Return each entry exactly, omitting nothing.
==== Data excerpts ====
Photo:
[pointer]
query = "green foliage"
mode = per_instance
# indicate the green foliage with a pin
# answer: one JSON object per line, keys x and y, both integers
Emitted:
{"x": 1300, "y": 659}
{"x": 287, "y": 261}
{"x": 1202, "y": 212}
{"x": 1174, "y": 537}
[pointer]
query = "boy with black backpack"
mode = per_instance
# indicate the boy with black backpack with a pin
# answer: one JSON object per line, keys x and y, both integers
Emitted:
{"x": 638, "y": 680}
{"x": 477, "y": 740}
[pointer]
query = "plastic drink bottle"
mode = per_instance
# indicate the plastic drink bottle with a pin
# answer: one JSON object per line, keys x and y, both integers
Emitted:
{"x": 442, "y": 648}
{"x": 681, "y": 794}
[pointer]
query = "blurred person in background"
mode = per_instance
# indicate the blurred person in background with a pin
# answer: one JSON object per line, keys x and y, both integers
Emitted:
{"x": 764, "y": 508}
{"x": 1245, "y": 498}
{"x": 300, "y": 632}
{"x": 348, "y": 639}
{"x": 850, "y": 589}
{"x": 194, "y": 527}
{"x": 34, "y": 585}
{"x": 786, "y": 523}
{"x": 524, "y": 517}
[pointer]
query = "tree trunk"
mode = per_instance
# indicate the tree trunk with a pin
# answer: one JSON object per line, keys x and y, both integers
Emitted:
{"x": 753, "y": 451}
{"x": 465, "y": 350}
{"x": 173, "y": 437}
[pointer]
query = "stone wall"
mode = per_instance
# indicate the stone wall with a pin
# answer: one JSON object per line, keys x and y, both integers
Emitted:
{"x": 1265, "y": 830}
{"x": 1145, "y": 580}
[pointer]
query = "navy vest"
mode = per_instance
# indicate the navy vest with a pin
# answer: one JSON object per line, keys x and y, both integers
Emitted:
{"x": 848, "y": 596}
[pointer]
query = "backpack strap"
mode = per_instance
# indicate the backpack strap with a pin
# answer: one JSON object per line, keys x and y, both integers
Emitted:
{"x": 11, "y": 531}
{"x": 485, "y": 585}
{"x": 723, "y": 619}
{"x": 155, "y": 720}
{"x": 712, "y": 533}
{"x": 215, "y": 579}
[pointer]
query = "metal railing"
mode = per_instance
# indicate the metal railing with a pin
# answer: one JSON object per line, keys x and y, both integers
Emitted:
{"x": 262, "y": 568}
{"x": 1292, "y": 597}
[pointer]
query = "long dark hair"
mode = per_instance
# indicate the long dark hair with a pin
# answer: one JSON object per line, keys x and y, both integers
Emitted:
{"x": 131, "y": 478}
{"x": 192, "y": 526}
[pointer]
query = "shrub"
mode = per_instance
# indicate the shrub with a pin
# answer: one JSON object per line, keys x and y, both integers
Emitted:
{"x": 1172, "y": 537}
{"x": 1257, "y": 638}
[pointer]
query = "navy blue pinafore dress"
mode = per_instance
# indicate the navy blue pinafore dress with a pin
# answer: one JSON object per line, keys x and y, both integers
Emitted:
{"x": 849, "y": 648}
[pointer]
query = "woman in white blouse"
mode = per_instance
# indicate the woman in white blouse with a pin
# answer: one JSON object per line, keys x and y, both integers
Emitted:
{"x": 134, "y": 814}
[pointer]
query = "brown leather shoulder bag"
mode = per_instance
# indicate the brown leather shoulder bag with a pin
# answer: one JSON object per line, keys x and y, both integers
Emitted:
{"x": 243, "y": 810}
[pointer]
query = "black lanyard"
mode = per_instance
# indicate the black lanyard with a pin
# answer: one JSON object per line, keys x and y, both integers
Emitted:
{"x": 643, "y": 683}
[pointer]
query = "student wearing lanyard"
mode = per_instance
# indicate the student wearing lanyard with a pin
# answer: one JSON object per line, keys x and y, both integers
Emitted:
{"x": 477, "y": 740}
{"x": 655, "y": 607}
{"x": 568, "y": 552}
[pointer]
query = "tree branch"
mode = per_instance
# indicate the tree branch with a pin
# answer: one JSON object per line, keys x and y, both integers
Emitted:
====
## Solution
Photo:
[pointer]
query = "green foliage"
mode = per_instance
# indicate the green foliage with a pin
# answer: one JSON object per line, keys x and y, both integers
Emitted:
{"x": 1300, "y": 659}
{"x": 287, "y": 261}
{"x": 1202, "y": 212}
{"x": 1174, "y": 537}
[pointer]
query = "boy with black backpack"
mode = per_instance
# indicate the boy with black backpack with a pin
# answer: one JSON object per line, keys x and y, both integers
Emitted:
{"x": 638, "y": 680}
{"x": 477, "y": 740}
[pointer]
query = "plastic drink bottle"
mode = per_instance
# indicate the plastic drink bottle with a pin
# answer: one JSON object per line, keys x and y, both integers
Emitted:
{"x": 442, "y": 648}
{"x": 681, "y": 794}
[pointer]
query = "blurred person in background"
mode = per_instance
# indicate the blurred person in background with a pin
# answer: one JSON object per line, keys x and y, both integers
Emitted:
{"x": 764, "y": 508}
{"x": 1245, "y": 498}
{"x": 300, "y": 632}
{"x": 348, "y": 639}
{"x": 850, "y": 589}
{"x": 194, "y": 527}
{"x": 34, "y": 585}
{"x": 786, "y": 523}
{"x": 524, "y": 517}
[pointer]
query = "tree trunk"
mode = per_instance
# indicate the tree trunk with a pin
# answer: one JSON object per line, keys x and y, both integers
Emitted:
{"x": 753, "y": 451}
{"x": 465, "y": 350}
{"x": 173, "y": 437}
[pointer]
query = "stone wall"
mode = per_instance
# indicate the stone wall with a pin
# answer: one JSON object per line, keys x and y, both integers
Emitted:
{"x": 1265, "y": 830}
{"x": 1145, "y": 580}
[pointer]
query = "navy vest"
mode = per_instance
# indicate the navy vest with a pin
# answer: one JSON object per line, keys x and y, both integers
Emitted:
{"x": 848, "y": 596}
[pointer]
query = "backpack strap"
mode = per_instance
# indicate the backpack strap with a pin
# answer: one JSON object per line, keys x and y, both integers
Emitted:
{"x": 11, "y": 531}
{"x": 485, "y": 585}
{"x": 723, "y": 619}
{"x": 155, "y": 720}
{"x": 712, "y": 533}
{"x": 215, "y": 579}
[pointer]
query = "metal railing"
mode = per_instance
# indicate the metal railing with a pin
# answer: one JSON object per line, keys x and y, both integers
Emitted:
{"x": 262, "y": 568}
{"x": 1292, "y": 597}
[pointer]
query = "long dark hair"
mode = per_instance
# indicate the long dark hair with a pin
# answer: one JSON object per line, keys x and y, both integers
Emitted:
{"x": 131, "y": 478}
{"x": 192, "y": 526}
[pointer]
query = "shrub"
mode = per_instance
# indicate the shrub with a pin
# answer: one JSON object per line, keys x and y, both integers
Emitted:
{"x": 1172, "y": 537}
{"x": 1257, "y": 638}
[pointer]
query = "navy blue pinafore dress"
mode = per_instance
# indicate the navy blue pinafore dress with a pin
# answer: one JSON object per line, keys x and y, both integers
Emitted:
{"x": 849, "y": 648}
[pointer]
query = "woman in white blouse"
mode = per_instance
# indicate the woman in white blouse with a pin
# answer: one JSON object per line, keys x and y, both integers
Emitted:
{"x": 134, "y": 814}
[pointer]
query = "brown leather shoulder bag"
mode = per_instance
# indicate the brown leather shoulder bag with a pin
# answer: one JSON object per line, keys x and y, both integers
Emitted:
{"x": 243, "y": 810}
[pointer]
query = "black lanyard"
mode = per_instance
# indicate the black lanyard with a pin
# answer: one JSON object per line, keys x and y, both integers
Emitted:
{"x": 643, "y": 683}
[pointer]
query = "student wearing lanyard"
mode = per_instance
# indicate the student wearing lanyard with a pin
# answer: one JSON object per line, keys x and y, both integers
Emitted:
{"x": 477, "y": 740}
{"x": 655, "y": 607}
{"x": 568, "y": 552}
[pointer]
query = "tree branch"
mode = per_instance
# indicate the tree branch with a pin
# answer: one JSON object per line, keys x and y, both integers
Emitted:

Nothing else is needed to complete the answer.